PROBLEM TO SOLVE
Reproduce the listing below line for line, with no changes.

start SUPPLIED RECORDS

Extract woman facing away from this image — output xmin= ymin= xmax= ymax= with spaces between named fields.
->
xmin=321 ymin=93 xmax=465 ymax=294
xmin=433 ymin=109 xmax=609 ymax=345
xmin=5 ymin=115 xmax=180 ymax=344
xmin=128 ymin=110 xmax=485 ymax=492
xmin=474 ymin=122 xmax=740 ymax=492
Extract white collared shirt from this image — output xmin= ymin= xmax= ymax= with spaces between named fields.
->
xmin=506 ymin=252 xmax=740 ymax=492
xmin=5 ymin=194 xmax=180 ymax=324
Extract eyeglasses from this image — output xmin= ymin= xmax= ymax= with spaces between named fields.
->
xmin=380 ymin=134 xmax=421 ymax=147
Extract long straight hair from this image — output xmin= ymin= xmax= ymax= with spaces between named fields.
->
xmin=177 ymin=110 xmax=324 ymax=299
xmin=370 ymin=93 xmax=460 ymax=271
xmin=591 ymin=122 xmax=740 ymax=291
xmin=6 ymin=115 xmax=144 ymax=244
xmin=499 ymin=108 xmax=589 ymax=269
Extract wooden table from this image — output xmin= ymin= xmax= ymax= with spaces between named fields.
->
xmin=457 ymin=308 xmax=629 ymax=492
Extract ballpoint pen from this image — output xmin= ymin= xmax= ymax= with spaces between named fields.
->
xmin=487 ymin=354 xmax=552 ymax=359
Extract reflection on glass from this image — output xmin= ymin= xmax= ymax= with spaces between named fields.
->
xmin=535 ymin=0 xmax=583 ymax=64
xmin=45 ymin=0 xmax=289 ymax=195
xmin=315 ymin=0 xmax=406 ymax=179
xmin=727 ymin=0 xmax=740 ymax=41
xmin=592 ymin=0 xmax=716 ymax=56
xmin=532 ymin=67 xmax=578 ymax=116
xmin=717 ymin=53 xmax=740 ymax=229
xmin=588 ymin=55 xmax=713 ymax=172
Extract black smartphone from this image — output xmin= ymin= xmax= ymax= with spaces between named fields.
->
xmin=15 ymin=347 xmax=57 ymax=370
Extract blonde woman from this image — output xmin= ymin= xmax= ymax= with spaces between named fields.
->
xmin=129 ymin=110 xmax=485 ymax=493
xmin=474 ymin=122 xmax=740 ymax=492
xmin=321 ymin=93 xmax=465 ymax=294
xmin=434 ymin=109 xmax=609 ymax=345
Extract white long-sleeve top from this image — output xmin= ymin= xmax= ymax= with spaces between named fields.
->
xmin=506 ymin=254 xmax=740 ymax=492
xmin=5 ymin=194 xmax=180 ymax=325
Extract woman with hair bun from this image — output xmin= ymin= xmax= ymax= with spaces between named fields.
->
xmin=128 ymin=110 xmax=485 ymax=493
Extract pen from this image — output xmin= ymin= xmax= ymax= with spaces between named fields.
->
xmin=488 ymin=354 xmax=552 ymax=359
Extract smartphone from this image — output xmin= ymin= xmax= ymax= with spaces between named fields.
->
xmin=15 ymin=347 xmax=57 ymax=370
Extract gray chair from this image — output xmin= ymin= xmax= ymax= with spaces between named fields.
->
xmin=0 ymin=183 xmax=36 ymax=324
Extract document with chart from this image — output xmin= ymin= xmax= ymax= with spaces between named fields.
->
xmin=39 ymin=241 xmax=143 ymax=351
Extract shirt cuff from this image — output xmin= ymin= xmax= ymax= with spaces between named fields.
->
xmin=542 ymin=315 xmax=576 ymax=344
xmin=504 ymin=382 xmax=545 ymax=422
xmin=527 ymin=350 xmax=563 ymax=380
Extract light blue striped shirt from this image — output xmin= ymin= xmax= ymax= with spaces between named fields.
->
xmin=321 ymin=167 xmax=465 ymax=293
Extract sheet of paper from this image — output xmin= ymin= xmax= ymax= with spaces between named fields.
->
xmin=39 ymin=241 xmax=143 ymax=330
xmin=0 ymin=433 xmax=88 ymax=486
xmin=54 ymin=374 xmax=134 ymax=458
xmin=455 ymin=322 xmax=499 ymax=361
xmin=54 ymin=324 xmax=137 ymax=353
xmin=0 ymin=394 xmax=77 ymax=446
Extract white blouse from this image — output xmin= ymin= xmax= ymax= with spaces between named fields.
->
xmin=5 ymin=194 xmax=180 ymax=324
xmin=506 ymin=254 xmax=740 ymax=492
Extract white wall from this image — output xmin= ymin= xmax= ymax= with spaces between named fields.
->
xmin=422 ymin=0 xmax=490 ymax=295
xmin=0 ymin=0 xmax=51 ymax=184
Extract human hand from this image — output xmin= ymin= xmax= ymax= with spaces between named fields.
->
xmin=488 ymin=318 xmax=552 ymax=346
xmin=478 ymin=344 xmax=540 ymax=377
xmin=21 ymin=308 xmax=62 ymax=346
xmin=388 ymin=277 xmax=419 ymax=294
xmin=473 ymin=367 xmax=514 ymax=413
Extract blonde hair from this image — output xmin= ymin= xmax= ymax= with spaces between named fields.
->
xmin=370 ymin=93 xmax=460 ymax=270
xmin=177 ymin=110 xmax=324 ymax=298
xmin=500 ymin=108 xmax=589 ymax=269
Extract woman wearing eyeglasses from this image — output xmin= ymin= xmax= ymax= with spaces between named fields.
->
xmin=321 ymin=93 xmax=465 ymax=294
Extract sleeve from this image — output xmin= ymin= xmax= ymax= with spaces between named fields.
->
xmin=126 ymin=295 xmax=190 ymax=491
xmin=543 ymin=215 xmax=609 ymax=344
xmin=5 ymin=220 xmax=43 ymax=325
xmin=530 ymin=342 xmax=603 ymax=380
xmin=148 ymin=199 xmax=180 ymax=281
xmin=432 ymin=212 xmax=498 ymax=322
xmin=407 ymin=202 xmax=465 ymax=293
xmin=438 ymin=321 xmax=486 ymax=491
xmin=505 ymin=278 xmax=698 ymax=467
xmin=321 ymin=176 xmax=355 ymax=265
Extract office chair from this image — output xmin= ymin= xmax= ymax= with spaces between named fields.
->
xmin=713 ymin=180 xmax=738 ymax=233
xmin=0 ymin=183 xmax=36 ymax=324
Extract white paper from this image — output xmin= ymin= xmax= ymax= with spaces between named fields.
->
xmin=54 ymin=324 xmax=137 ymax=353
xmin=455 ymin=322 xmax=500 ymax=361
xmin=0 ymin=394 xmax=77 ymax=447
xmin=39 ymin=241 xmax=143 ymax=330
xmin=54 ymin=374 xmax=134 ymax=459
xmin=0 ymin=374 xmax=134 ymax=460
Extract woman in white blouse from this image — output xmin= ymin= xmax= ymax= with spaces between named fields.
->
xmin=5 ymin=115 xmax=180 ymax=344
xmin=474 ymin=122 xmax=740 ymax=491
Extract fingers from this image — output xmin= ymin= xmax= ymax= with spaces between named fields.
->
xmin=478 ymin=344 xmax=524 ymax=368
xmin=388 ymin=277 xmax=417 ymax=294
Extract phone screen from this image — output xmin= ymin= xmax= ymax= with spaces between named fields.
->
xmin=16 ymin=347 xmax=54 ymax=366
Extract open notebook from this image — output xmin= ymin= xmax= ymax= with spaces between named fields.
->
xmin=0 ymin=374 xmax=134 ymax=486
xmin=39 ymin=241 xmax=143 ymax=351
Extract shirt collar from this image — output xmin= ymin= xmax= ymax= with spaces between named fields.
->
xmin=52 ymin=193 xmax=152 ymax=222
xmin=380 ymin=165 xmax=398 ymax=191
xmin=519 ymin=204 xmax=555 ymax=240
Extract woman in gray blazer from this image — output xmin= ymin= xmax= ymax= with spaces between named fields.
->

end SUPPLIED RECORDS

TASK SOLUTION
Extract woman facing away from this image — output xmin= ymin= xmax= ymax= with spaces between named fields.
->
xmin=321 ymin=93 xmax=465 ymax=294
xmin=433 ymin=109 xmax=609 ymax=345
xmin=5 ymin=115 xmax=180 ymax=344
xmin=128 ymin=110 xmax=485 ymax=492
xmin=474 ymin=122 xmax=740 ymax=492
Extract white collared shirt from this image — output xmin= ymin= xmax= ymax= with spaces between named fields.
->
xmin=506 ymin=252 xmax=740 ymax=492
xmin=5 ymin=194 xmax=180 ymax=324
Extract eyeglasses from this image — output xmin= ymin= xmax= ymax= with spaces between named fields.
->
xmin=380 ymin=134 xmax=421 ymax=147
Extract long straight hair from this image — output xmin= ymin= xmax= ymax= with spaces between named fields.
->
xmin=177 ymin=110 xmax=324 ymax=299
xmin=370 ymin=93 xmax=460 ymax=271
xmin=591 ymin=122 xmax=740 ymax=291
xmin=6 ymin=115 xmax=144 ymax=244
xmin=499 ymin=108 xmax=589 ymax=269
Extract wooden table from this image — output xmin= ymin= xmax= ymax= with spaces between named fields.
->
xmin=457 ymin=308 xmax=629 ymax=492
Extract ballpoint pen from this image — output xmin= ymin= xmax= ymax= with spaces between named fields.
->
xmin=487 ymin=354 xmax=552 ymax=359
Extract reflection on glass from this image — output xmin= ymin= xmax= ymax= with spaces between named fields.
->
xmin=535 ymin=0 xmax=583 ymax=64
xmin=45 ymin=0 xmax=289 ymax=195
xmin=315 ymin=0 xmax=406 ymax=179
xmin=727 ymin=0 xmax=740 ymax=41
xmin=592 ymin=0 xmax=716 ymax=56
xmin=532 ymin=67 xmax=578 ymax=116
xmin=717 ymin=53 xmax=740 ymax=229
xmin=588 ymin=55 xmax=713 ymax=172
Extract black smartphone from this image — output xmin= ymin= xmax= ymax= with spaces between named fields.
->
xmin=15 ymin=347 xmax=57 ymax=370
Extract blonde woman from this image — output xmin= ymin= xmax= ymax= with spaces between named fields.
->
xmin=129 ymin=110 xmax=485 ymax=493
xmin=474 ymin=122 xmax=740 ymax=492
xmin=321 ymin=93 xmax=465 ymax=294
xmin=434 ymin=109 xmax=609 ymax=345
Extract white long-sleeve top from this image — output xmin= ymin= xmax= ymax= with spaces between named fields.
->
xmin=506 ymin=254 xmax=740 ymax=492
xmin=5 ymin=194 xmax=180 ymax=325
Extract woman with hair bun from this image — output xmin= ymin= xmax= ymax= with spaces between named fields.
->
xmin=128 ymin=110 xmax=485 ymax=493
Extract pen from this image — output xmin= ymin= xmax= ymax= with spaces between named fields.
->
xmin=488 ymin=354 xmax=552 ymax=359
Extract smartphone from this image — output xmin= ymin= xmax= ymax= with spaces between named fields.
->
xmin=15 ymin=347 xmax=57 ymax=370
Extract gray chair from this image — output xmin= ymin= xmax= ymax= with spaces between named fields.
->
xmin=0 ymin=183 xmax=36 ymax=324
Extract document with chart from this image — output xmin= ymin= xmax= ymax= with spaces between named fields.
->
xmin=39 ymin=241 xmax=143 ymax=351
Extract shirt cuff from this image — output xmin= ymin= xmax= ymax= with spaces between named fields.
->
xmin=542 ymin=315 xmax=576 ymax=344
xmin=504 ymin=382 xmax=545 ymax=422
xmin=527 ymin=350 xmax=563 ymax=380
Extract light blue striped shirt from this image — output xmin= ymin= xmax= ymax= with spaces between named fields.
->
xmin=321 ymin=167 xmax=465 ymax=293
Extract sheet of paper from this image — output xmin= ymin= xmax= ymax= with spaces between named fields.
->
xmin=39 ymin=241 xmax=143 ymax=330
xmin=0 ymin=433 xmax=88 ymax=486
xmin=54 ymin=374 xmax=134 ymax=458
xmin=455 ymin=322 xmax=499 ymax=361
xmin=54 ymin=324 xmax=137 ymax=353
xmin=0 ymin=394 xmax=77 ymax=446
Extract white blouse from this image — output xmin= ymin= xmax= ymax= with spaces between named fields.
->
xmin=5 ymin=194 xmax=180 ymax=324
xmin=506 ymin=254 xmax=740 ymax=492
Extract white wall from this image — output xmin= ymin= xmax= ymax= with spaces between named fields.
->
xmin=422 ymin=0 xmax=490 ymax=295
xmin=0 ymin=0 xmax=51 ymax=184
Extract human hand from this image — output xmin= ymin= xmax= ymax= with spaces between named fields.
->
xmin=488 ymin=318 xmax=552 ymax=346
xmin=478 ymin=344 xmax=540 ymax=377
xmin=21 ymin=308 xmax=62 ymax=346
xmin=388 ymin=277 xmax=419 ymax=294
xmin=473 ymin=367 xmax=514 ymax=413
Extract blonde hair from this image — output xmin= ymin= xmax= ymax= with spaces between named fields.
->
xmin=370 ymin=93 xmax=460 ymax=270
xmin=177 ymin=110 xmax=324 ymax=298
xmin=500 ymin=108 xmax=589 ymax=269
Extract woman wearing eyeglasses from this image — output xmin= ymin= xmax= ymax= with spaces between named fields.
->
xmin=321 ymin=93 xmax=465 ymax=294
Extract sleeve from this image — output xmin= ymin= xmax= ymax= with spaces between named fields.
->
xmin=126 ymin=295 xmax=190 ymax=491
xmin=543 ymin=215 xmax=609 ymax=344
xmin=5 ymin=220 xmax=43 ymax=325
xmin=530 ymin=342 xmax=603 ymax=380
xmin=148 ymin=199 xmax=180 ymax=281
xmin=432 ymin=212 xmax=498 ymax=322
xmin=407 ymin=202 xmax=465 ymax=293
xmin=438 ymin=321 xmax=486 ymax=491
xmin=505 ymin=278 xmax=698 ymax=467
xmin=321 ymin=176 xmax=355 ymax=265
Extract office chair from this image — output xmin= ymin= xmax= ymax= with spaces between named fields.
->
xmin=713 ymin=180 xmax=738 ymax=233
xmin=0 ymin=183 xmax=36 ymax=324
Extract white paper from this image — output xmin= ymin= xmax= ymax= with spaces between named fields.
->
xmin=54 ymin=324 xmax=137 ymax=353
xmin=455 ymin=322 xmax=500 ymax=361
xmin=0 ymin=394 xmax=77 ymax=447
xmin=39 ymin=241 xmax=143 ymax=330
xmin=54 ymin=374 xmax=134 ymax=459
xmin=0 ymin=374 xmax=134 ymax=460
Extract woman in white blouse from this image — output xmin= ymin= xmax= ymax= with spaces between named fields.
->
xmin=5 ymin=115 xmax=180 ymax=344
xmin=474 ymin=122 xmax=740 ymax=491
Extract fingers from this image — output xmin= ymin= xmax= ymax= with spaces between named fields.
->
xmin=478 ymin=344 xmax=524 ymax=368
xmin=388 ymin=277 xmax=417 ymax=294
Extract phone screen from this image — output xmin= ymin= xmax= ymax= with spaces between named fields.
->
xmin=16 ymin=347 xmax=54 ymax=366
Extract open notebook from this image — output xmin= ymin= xmax= ymax= with spaces between named fields.
->
xmin=0 ymin=374 xmax=134 ymax=486
xmin=39 ymin=241 xmax=143 ymax=351
Extract shirt collar from this image — output xmin= ymin= xmax= ymax= with spaces between named fields.
->
xmin=52 ymin=193 xmax=152 ymax=222
xmin=380 ymin=165 xmax=398 ymax=191
xmin=519 ymin=204 xmax=555 ymax=240
Extract woman in gray blazer from this image — output xmin= ymin= xmax= ymax= with spaces between named fields.
->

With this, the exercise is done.